=== Entries shown ===
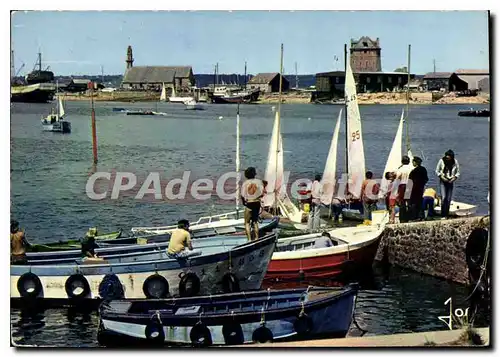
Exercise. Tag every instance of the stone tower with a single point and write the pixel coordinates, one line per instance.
(365, 55)
(130, 58)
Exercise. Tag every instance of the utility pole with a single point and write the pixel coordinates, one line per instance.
(296, 77)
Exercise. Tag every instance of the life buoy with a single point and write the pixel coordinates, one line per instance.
(189, 285)
(262, 335)
(29, 285)
(230, 283)
(111, 288)
(303, 325)
(154, 332)
(155, 287)
(200, 335)
(233, 334)
(74, 282)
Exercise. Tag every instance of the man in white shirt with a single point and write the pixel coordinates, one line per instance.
(314, 213)
(402, 175)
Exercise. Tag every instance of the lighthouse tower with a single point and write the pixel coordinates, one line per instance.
(130, 58)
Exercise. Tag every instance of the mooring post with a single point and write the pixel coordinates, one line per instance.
(94, 133)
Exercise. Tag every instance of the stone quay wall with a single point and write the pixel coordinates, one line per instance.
(435, 248)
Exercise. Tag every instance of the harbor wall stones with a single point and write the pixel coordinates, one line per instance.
(435, 248)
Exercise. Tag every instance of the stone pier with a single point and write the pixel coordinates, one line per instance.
(435, 248)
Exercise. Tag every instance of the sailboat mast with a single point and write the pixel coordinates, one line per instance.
(279, 133)
(237, 160)
(408, 102)
(345, 114)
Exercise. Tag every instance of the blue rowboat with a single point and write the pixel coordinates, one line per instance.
(113, 253)
(238, 269)
(230, 319)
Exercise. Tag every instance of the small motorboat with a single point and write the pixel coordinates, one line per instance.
(144, 112)
(230, 319)
(192, 104)
(70, 244)
(223, 270)
(56, 122)
(474, 113)
(227, 223)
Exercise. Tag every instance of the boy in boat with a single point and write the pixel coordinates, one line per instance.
(429, 201)
(18, 244)
(390, 198)
(313, 222)
(180, 245)
(369, 194)
(252, 192)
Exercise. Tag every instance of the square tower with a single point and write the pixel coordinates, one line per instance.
(365, 55)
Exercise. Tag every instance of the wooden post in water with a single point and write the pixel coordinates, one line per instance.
(92, 113)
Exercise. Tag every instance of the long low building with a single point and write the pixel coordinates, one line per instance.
(366, 82)
(153, 77)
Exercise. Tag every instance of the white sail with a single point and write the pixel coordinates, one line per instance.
(61, 108)
(355, 151)
(274, 169)
(328, 179)
(395, 155)
(163, 96)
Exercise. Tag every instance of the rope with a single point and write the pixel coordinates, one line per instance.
(483, 267)
(363, 331)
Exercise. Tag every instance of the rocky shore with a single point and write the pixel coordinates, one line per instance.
(300, 98)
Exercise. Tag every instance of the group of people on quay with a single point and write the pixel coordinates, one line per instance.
(417, 205)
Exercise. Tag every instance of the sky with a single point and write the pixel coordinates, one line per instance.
(80, 42)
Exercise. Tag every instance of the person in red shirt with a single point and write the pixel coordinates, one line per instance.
(369, 194)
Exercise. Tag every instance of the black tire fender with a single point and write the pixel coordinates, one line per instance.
(37, 288)
(200, 335)
(83, 281)
(303, 325)
(149, 287)
(185, 290)
(111, 288)
(233, 334)
(262, 335)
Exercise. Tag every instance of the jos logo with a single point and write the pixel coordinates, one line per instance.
(457, 313)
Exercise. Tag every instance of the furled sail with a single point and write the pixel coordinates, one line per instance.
(355, 151)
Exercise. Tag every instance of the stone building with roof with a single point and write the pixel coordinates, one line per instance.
(153, 77)
(365, 55)
(474, 78)
(268, 83)
(447, 81)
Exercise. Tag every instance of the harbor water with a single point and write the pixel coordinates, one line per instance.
(49, 173)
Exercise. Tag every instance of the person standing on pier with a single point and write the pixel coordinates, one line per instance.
(402, 175)
(313, 222)
(18, 244)
(252, 192)
(448, 171)
(419, 178)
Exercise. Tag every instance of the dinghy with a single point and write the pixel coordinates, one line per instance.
(70, 244)
(238, 269)
(226, 223)
(307, 256)
(230, 319)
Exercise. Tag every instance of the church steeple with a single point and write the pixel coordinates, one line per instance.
(130, 58)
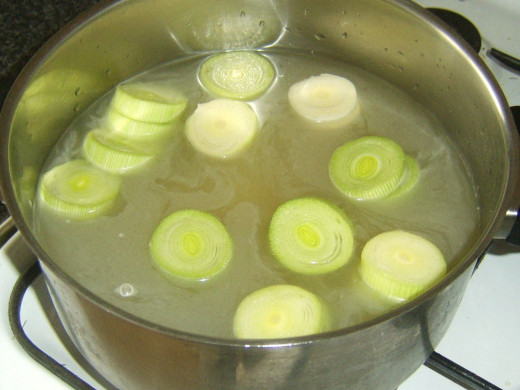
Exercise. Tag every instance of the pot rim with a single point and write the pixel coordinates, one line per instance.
(8, 196)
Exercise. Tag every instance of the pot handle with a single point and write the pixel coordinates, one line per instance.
(514, 236)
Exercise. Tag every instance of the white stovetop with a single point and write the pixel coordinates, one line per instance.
(484, 336)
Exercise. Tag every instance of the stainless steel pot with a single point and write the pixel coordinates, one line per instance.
(394, 39)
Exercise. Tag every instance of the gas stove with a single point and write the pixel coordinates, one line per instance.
(484, 337)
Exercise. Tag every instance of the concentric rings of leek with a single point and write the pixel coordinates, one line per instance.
(310, 236)
(191, 244)
(280, 311)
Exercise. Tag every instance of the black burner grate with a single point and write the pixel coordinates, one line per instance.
(436, 361)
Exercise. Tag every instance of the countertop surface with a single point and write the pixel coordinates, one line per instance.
(24, 26)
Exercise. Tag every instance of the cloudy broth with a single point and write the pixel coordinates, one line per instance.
(288, 159)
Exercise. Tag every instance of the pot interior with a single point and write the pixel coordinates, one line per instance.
(393, 40)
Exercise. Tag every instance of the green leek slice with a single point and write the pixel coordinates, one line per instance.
(135, 129)
(367, 168)
(222, 128)
(112, 153)
(148, 102)
(191, 244)
(401, 265)
(310, 236)
(323, 98)
(237, 75)
(280, 311)
(410, 177)
(78, 190)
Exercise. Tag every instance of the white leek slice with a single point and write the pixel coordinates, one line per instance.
(401, 265)
(310, 236)
(191, 244)
(148, 102)
(238, 75)
(280, 311)
(222, 128)
(367, 168)
(78, 190)
(112, 153)
(324, 98)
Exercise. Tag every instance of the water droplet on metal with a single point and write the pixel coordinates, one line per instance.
(126, 290)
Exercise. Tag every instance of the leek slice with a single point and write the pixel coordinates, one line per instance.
(401, 265)
(237, 75)
(323, 98)
(112, 153)
(134, 129)
(148, 102)
(222, 128)
(410, 177)
(78, 190)
(280, 311)
(191, 244)
(367, 168)
(310, 236)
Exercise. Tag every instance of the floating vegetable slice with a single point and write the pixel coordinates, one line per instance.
(135, 129)
(410, 177)
(367, 168)
(112, 153)
(148, 102)
(401, 265)
(78, 190)
(323, 98)
(191, 244)
(280, 311)
(310, 236)
(222, 128)
(237, 75)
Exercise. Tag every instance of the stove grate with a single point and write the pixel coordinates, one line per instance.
(436, 361)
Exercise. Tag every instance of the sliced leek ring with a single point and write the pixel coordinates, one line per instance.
(222, 128)
(148, 102)
(310, 236)
(367, 168)
(280, 311)
(191, 244)
(135, 129)
(78, 190)
(410, 177)
(324, 98)
(112, 153)
(401, 265)
(237, 75)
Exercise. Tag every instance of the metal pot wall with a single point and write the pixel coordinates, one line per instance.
(396, 40)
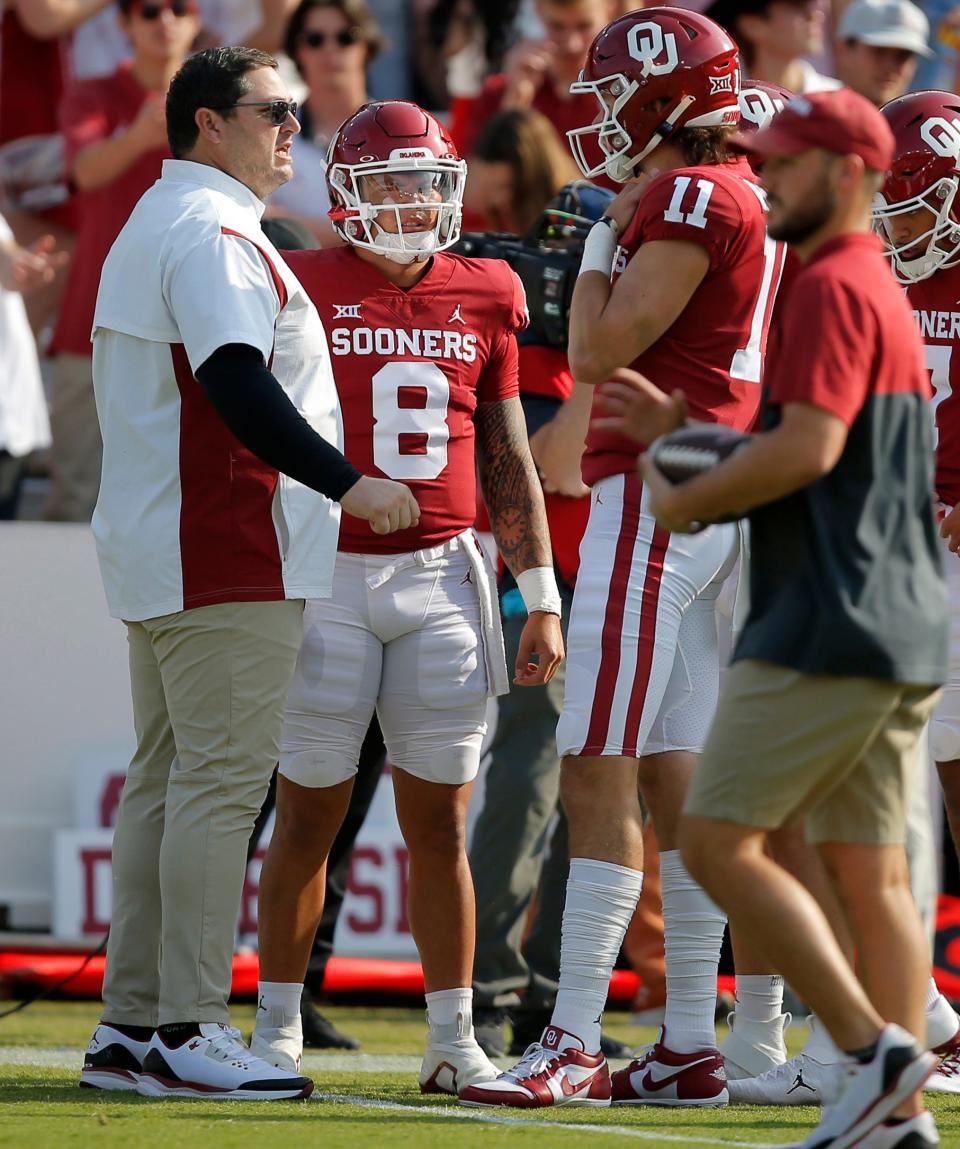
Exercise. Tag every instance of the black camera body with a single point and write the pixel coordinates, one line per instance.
(547, 259)
(548, 275)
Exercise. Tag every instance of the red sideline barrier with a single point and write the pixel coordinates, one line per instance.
(41, 969)
(343, 976)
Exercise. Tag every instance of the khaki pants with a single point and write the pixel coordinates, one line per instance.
(77, 450)
(209, 688)
(837, 750)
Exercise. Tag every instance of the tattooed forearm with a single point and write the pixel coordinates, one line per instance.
(510, 485)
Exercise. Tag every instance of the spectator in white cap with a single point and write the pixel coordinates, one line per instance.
(879, 43)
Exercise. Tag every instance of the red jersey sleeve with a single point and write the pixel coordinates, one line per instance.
(687, 205)
(501, 375)
(84, 118)
(834, 370)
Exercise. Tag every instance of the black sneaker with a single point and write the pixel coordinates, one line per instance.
(488, 1031)
(320, 1033)
(114, 1057)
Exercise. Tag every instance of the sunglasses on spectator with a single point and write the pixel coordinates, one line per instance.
(345, 38)
(275, 110)
(179, 8)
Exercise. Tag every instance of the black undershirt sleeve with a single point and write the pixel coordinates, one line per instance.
(257, 410)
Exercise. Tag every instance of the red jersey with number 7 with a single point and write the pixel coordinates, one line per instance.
(936, 308)
(411, 364)
(714, 351)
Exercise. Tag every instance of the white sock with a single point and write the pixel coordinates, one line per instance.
(942, 1019)
(450, 1013)
(693, 935)
(601, 899)
(759, 996)
(279, 995)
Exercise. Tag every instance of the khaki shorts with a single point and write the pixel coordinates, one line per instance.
(834, 750)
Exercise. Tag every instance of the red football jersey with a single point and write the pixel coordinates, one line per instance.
(714, 351)
(411, 364)
(936, 308)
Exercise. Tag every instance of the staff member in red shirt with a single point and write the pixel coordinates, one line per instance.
(838, 664)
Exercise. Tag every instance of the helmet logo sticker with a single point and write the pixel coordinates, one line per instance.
(647, 43)
(942, 135)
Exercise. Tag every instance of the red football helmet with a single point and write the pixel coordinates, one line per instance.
(395, 182)
(652, 71)
(926, 174)
(759, 102)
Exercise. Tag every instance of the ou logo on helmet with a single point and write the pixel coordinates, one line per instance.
(943, 136)
(758, 107)
(647, 43)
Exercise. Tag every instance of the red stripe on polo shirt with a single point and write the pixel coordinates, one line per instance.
(613, 618)
(229, 549)
(647, 640)
(275, 275)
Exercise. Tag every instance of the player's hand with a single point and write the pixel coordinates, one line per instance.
(665, 500)
(24, 269)
(622, 208)
(148, 129)
(387, 506)
(541, 637)
(525, 68)
(950, 529)
(557, 464)
(635, 407)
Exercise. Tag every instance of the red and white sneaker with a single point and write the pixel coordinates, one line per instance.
(665, 1078)
(554, 1071)
(945, 1077)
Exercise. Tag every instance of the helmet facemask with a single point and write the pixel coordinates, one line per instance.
(608, 138)
(405, 208)
(938, 245)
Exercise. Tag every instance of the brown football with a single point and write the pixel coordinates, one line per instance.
(695, 448)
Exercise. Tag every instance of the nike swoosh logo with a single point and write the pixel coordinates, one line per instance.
(571, 1090)
(655, 1085)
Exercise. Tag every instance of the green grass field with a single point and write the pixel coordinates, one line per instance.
(363, 1101)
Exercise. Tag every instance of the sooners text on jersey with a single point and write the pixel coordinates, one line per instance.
(936, 308)
(410, 368)
(714, 351)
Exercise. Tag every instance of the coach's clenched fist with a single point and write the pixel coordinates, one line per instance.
(387, 506)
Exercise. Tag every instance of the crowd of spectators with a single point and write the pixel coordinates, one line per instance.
(82, 86)
(82, 137)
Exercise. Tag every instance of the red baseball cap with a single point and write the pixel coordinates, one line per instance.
(841, 121)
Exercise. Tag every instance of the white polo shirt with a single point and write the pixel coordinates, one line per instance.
(187, 516)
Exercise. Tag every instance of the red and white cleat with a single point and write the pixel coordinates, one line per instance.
(665, 1078)
(945, 1077)
(554, 1071)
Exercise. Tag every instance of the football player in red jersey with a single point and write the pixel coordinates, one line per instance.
(684, 299)
(425, 360)
(918, 215)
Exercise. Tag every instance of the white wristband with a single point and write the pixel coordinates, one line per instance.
(600, 248)
(540, 591)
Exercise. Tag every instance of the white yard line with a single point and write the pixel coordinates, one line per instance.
(488, 1117)
(70, 1057)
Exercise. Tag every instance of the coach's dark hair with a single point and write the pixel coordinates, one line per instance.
(704, 145)
(215, 78)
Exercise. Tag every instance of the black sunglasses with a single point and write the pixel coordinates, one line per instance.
(179, 8)
(345, 38)
(275, 110)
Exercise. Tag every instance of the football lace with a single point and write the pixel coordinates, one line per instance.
(687, 456)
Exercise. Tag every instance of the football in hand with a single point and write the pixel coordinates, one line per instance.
(695, 448)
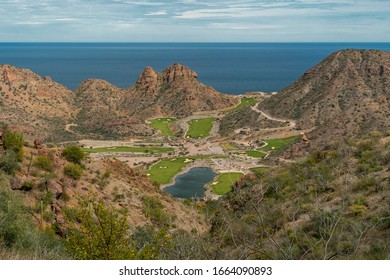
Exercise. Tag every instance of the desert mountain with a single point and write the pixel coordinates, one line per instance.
(174, 92)
(42, 108)
(347, 94)
(36, 105)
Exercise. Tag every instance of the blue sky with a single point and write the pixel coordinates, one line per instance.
(194, 21)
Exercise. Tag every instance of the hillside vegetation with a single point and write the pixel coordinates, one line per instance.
(331, 205)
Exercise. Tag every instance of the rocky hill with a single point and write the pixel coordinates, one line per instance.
(346, 95)
(38, 106)
(43, 108)
(174, 92)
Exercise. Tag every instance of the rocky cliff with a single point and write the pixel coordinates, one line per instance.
(43, 108)
(38, 106)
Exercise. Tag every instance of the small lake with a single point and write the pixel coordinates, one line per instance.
(191, 184)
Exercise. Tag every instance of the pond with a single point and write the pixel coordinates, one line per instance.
(191, 184)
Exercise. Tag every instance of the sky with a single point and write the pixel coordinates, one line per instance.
(194, 21)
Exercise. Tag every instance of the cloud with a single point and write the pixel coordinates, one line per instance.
(158, 13)
(198, 20)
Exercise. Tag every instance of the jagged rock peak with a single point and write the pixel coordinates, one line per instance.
(11, 73)
(176, 71)
(95, 84)
(148, 76)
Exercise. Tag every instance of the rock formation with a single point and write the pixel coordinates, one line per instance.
(346, 95)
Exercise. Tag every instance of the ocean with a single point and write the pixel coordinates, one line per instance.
(233, 68)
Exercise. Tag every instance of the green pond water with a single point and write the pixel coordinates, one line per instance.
(191, 184)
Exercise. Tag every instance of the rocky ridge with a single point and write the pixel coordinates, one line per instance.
(346, 95)
(41, 107)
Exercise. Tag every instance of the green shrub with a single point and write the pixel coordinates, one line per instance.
(154, 210)
(365, 183)
(357, 209)
(73, 170)
(27, 186)
(73, 154)
(44, 162)
(9, 162)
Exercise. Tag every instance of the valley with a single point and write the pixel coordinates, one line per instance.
(199, 146)
(299, 174)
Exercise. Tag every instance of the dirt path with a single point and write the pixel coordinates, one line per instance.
(67, 127)
(292, 123)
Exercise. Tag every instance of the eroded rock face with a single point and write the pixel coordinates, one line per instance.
(98, 108)
(147, 81)
(177, 71)
(344, 96)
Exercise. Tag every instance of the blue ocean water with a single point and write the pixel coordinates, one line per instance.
(233, 68)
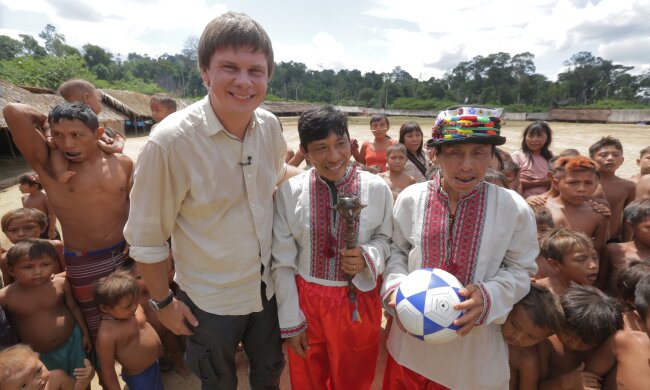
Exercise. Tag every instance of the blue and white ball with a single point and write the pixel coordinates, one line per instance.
(425, 305)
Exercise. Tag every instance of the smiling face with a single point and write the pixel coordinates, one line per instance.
(463, 166)
(580, 265)
(237, 79)
(576, 187)
(22, 228)
(330, 156)
(33, 272)
(75, 139)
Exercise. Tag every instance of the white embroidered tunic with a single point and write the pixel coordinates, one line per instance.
(491, 242)
(307, 236)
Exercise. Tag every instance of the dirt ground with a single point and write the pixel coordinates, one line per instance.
(565, 135)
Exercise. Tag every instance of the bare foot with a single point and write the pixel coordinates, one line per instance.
(66, 176)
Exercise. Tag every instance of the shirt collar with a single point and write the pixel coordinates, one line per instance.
(213, 125)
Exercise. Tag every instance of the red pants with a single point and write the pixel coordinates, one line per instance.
(398, 377)
(342, 354)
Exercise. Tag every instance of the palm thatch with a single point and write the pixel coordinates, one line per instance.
(132, 104)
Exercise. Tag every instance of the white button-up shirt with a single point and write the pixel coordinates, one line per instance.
(213, 194)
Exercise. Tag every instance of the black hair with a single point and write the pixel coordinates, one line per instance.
(538, 127)
(591, 314)
(637, 211)
(317, 123)
(603, 142)
(71, 111)
(642, 297)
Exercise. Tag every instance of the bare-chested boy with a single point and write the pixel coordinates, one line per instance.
(608, 155)
(394, 176)
(21, 369)
(42, 307)
(34, 198)
(591, 317)
(24, 224)
(576, 179)
(572, 259)
(92, 206)
(125, 335)
(637, 218)
(627, 351)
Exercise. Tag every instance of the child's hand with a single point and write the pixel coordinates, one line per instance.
(84, 375)
(88, 346)
(299, 344)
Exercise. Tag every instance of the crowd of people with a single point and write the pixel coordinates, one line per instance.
(216, 241)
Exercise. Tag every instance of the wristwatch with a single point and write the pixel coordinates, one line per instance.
(157, 306)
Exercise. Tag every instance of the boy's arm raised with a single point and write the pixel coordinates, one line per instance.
(23, 121)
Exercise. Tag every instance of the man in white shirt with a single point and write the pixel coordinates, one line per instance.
(206, 178)
(482, 234)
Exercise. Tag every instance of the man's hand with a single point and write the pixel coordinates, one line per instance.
(472, 307)
(352, 262)
(299, 344)
(174, 317)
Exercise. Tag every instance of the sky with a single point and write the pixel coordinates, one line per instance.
(425, 38)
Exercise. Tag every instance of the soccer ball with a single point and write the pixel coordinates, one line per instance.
(425, 305)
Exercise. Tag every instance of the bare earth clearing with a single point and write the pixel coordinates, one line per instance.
(566, 135)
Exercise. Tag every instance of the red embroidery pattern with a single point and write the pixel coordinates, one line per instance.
(456, 251)
(327, 235)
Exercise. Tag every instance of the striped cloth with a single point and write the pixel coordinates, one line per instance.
(83, 269)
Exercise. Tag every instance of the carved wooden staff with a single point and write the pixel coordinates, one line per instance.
(349, 209)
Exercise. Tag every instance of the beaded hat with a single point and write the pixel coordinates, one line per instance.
(468, 125)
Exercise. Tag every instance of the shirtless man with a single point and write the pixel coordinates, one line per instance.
(92, 206)
(576, 179)
(608, 155)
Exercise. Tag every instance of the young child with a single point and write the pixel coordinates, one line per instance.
(395, 177)
(545, 225)
(161, 106)
(571, 256)
(331, 338)
(373, 153)
(533, 158)
(125, 335)
(21, 369)
(576, 179)
(43, 309)
(23, 224)
(591, 317)
(92, 207)
(627, 352)
(625, 281)
(537, 316)
(644, 164)
(608, 156)
(637, 218)
(35, 198)
(511, 171)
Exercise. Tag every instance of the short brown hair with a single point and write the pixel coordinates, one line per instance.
(561, 241)
(12, 360)
(72, 90)
(36, 215)
(543, 307)
(31, 249)
(111, 289)
(234, 30)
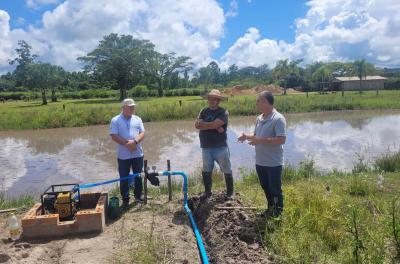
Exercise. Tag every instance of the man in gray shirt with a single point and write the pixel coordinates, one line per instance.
(268, 138)
(212, 124)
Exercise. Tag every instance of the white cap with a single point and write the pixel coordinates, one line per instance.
(128, 102)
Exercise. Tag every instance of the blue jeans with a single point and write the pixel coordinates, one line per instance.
(124, 168)
(271, 182)
(220, 155)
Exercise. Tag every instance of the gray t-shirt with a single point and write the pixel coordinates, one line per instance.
(273, 125)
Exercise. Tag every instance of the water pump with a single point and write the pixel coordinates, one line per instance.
(62, 199)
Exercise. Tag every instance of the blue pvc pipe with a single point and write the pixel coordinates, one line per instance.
(126, 178)
(200, 244)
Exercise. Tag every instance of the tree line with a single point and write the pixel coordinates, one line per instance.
(121, 62)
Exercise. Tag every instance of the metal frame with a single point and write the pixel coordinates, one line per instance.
(75, 189)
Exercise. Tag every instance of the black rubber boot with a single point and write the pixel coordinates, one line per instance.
(207, 181)
(229, 186)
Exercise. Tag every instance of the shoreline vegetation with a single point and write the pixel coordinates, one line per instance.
(24, 115)
(339, 217)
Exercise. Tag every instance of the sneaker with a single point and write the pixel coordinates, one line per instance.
(230, 197)
(266, 214)
(139, 199)
(204, 196)
(125, 205)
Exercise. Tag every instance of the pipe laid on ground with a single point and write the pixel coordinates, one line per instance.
(200, 244)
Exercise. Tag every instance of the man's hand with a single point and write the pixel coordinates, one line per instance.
(131, 145)
(242, 138)
(254, 140)
(198, 122)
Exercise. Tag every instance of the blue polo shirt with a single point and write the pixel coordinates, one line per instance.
(127, 128)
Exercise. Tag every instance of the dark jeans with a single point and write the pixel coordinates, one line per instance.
(271, 182)
(124, 168)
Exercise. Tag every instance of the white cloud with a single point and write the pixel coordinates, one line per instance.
(331, 30)
(233, 9)
(251, 50)
(5, 43)
(35, 4)
(74, 27)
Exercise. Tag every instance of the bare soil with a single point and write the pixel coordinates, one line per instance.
(166, 222)
(159, 232)
(231, 236)
(243, 90)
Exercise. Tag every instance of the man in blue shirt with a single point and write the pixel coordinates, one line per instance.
(127, 130)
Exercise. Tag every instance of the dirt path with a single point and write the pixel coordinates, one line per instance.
(156, 233)
(231, 236)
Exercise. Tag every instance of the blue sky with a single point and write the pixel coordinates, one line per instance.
(274, 19)
(241, 32)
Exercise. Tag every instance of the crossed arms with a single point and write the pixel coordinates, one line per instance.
(216, 124)
(129, 144)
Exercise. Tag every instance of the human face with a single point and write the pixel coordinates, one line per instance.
(263, 105)
(213, 102)
(128, 111)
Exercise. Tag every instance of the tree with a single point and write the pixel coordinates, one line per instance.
(121, 59)
(362, 68)
(43, 76)
(162, 66)
(322, 75)
(23, 60)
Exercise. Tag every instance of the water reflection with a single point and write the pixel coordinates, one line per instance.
(31, 160)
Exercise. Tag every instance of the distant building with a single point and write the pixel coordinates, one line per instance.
(353, 83)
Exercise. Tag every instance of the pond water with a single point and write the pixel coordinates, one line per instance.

=== Work to be completed ===
Reproduce only the lines between the line containing "Exercise. Tag every instance of the tree with" and the last line of the records, those two lines included, exactly.

=== Output below ===
Exercise. Tag every instance of the tree with a single point and write the pixel coordinates, one line per instance.
(121, 59)
(362, 68)
(43, 76)
(162, 66)
(322, 75)
(23, 60)
Exercise. Tag every instance of the water reflection with a single point and write the pixel coordinates, one line per instance.
(31, 160)
Exercise. Tag every instance of the distant building with a single point and write the pixel coordinates, one line per instance.
(353, 83)
Exercise. Tag every instance of the pond water with a single point and write the pixel coordinates, one line per instance.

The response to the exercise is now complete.